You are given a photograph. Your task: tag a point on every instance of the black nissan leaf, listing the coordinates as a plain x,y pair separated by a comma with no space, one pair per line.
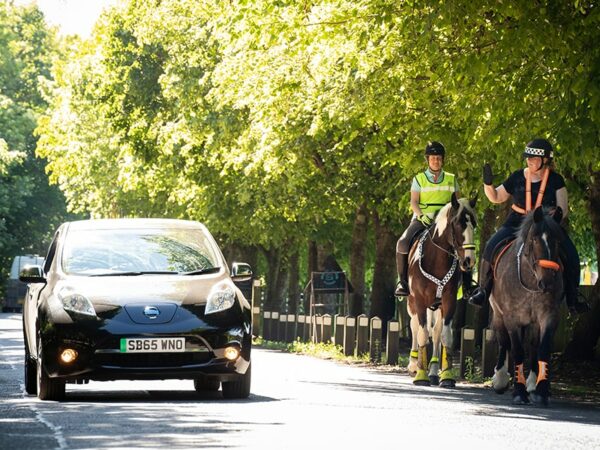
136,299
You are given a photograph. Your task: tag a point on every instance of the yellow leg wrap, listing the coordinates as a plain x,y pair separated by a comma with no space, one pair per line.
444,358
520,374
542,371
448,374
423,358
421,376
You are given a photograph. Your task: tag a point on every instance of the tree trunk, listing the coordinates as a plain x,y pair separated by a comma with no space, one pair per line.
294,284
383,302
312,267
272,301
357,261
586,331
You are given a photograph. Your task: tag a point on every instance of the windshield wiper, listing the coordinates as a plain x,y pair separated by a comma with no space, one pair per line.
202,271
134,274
---
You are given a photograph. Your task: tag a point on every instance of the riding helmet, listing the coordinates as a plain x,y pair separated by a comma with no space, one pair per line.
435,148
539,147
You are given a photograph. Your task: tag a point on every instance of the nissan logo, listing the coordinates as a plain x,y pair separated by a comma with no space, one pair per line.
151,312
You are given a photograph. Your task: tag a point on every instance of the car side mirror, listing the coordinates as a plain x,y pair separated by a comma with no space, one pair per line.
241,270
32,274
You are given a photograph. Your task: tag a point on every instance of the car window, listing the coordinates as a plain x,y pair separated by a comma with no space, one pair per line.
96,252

*WHAT YOU HAVE TO DO*: Count the lines of the items above that contain the word "given", and state only the resulting number.

*FINISHED ANSWER*: 8